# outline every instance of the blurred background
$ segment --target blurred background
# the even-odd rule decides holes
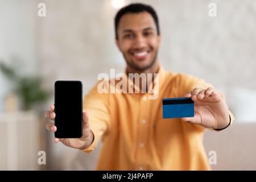
[[[44,113],[56,80],[81,80],[86,94],[99,73],[123,72],[114,17],[131,2],[156,10],[166,69],[204,78],[225,95],[236,119],[206,132],[207,154],[217,153],[212,168],[256,169],[255,0],[0,0],[0,169],[95,169],[101,145],[87,155],[53,143]],[[38,15],[40,3],[46,16]],[[38,163],[40,151],[46,164]]]

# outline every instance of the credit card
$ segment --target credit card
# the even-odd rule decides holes
[[[194,117],[194,101],[191,98],[163,98],[163,118]]]

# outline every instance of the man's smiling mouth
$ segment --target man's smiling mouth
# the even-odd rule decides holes
[[[131,52],[131,54],[134,56],[137,59],[144,59],[147,57],[150,51],[143,51],[139,52]]]

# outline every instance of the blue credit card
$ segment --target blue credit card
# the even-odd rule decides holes
[[[194,117],[194,101],[191,98],[163,98],[162,101],[164,119]]]

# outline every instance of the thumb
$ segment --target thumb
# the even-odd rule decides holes
[[[200,121],[196,119],[195,117],[186,117],[186,118],[181,118],[181,120],[188,123],[195,123],[195,124],[199,124]]]

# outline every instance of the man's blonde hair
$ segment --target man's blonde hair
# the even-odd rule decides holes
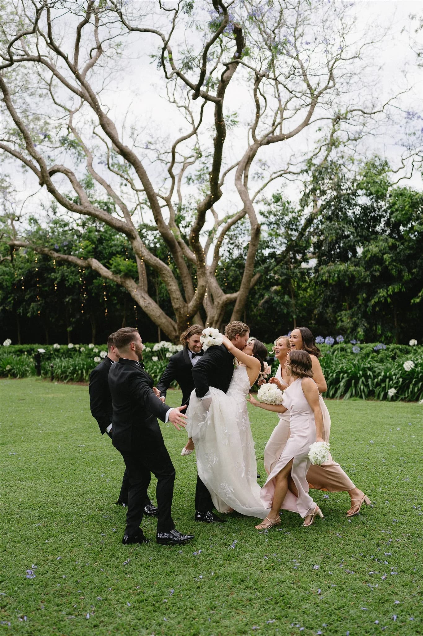
[[[245,322],[241,322],[238,320],[234,320],[226,325],[225,329],[225,335],[230,340],[233,340],[235,336],[245,336],[249,331],[250,328]]]
[[[199,324],[192,324],[190,327],[186,329],[185,331],[181,334],[179,340],[183,345],[186,345],[188,338],[191,338],[192,336],[201,335],[203,333],[203,328]]]

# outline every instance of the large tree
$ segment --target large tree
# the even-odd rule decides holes
[[[8,165],[35,176],[53,213],[70,223],[88,216],[124,235],[136,268],[128,270],[122,254],[111,263],[95,249],[61,252],[25,233],[15,212],[4,240],[122,286],[171,339],[193,321],[219,326],[228,307],[240,318],[261,273],[261,193],[340,148],[353,151],[391,101],[365,90],[373,43],[353,41],[352,11],[326,0],[3,4],[0,149]],[[300,237],[319,212],[315,198]],[[227,293],[220,250],[245,220],[239,286]],[[149,249],[146,224],[167,258]],[[174,315],[155,300],[152,271]]]

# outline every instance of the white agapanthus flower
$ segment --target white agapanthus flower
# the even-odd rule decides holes
[[[330,444],[326,441],[315,441],[313,444],[310,444],[308,459],[313,464],[321,466],[329,459],[330,448]]]
[[[257,397],[264,404],[282,404],[283,395],[283,392],[278,389],[276,384],[262,384]]]
[[[200,342],[203,345],[203,351],[207,351],[209,347],[219,347],[223,344],[223,338],[218,329],[207,327],[203,329]]]

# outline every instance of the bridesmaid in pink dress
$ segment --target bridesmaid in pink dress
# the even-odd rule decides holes
[[[283,393],[282,405],[264,404],[251,396],[249,400],[254,406],[276,413],[289,411],[290,415],[290,434],[261,489],[262,503],[271,509],[263,522],[256,526],[257,530],[280,523],[281,508],[298,513],[306,527],[311,525],[316,515],[323,517],[308,494],[306,478],[310,445],[323,441],[323,418],[318,390],[312,380],[311,359],[306,351],[293,351],[285,366],[292,382]]]
[[[282,349],[280,347],[277,347],[278,345],[282,344],[280,342],[282,340],[282,338],[278,338],[277,341],[275,351]],[[320,394],[324,392],[327,389],[326,380],[325,380],[325,377],[318,361],[320,350],[316,346],[314,336],[311,331],[307,327],[298,327],[294,329],[292,331],[289,338],[289,345],[291,351],[305,350],[310,355],[313,364],[313,379],[316,382],[320,393],[319,400],[323,420],[323,437],[325,441],[329,442],[330,433],[330,416],[325,401]],[[281,382],[281,378],[278,377],[278,372],[279,370],[277,371],[275,378],[271,378],[270,382],[276,384],[281,391],[283,391],[286,389],[286,383],[283,381],[283,378]],[[282,426],[281,424],[282,425]],[[285,420],[283,422],[281,420],[279,424],[275,427],[273,433],[272,433],[268,445],[269,445],[272,438],[274,438],[273,441],[275,443],[271,445],[268,449],[267,457],[266,450],[264,451],[264,466],[266,472],[268,471],[269,464],[271,464],[272,461],[275,460],[274,453],[277,453],[278,452],[275,445],[278,441],[280,442],[280,452],[282,452],[282,446],[284,443],[283,425],[286,425]],[[268,448],[267,445],[266,448]],[[358,515],[363,503],[365,503],[367,505],[370,503],[368,497],[365,495],[362,490],[356,488],[339,464],[334,460],[330,453],[329,453],[328,461],[323,464],[323,466],[310,466],[307,473],[307,480],[310,488],[312,488],[327,490],[329,492],[341,492],[346,490],[351,499],[351,508],[347,512],[347,516],[354,516],[355,515]]]

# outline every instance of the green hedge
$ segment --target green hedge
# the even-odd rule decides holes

▶ To do:
Reproduce only the lines running from the one that contains "# outline every instance of the green hedge" to the last line of the records.

▶ Answer:
# outline every instance of the green hedge
$ segment --target green hedge
# the even-odd rule decides holes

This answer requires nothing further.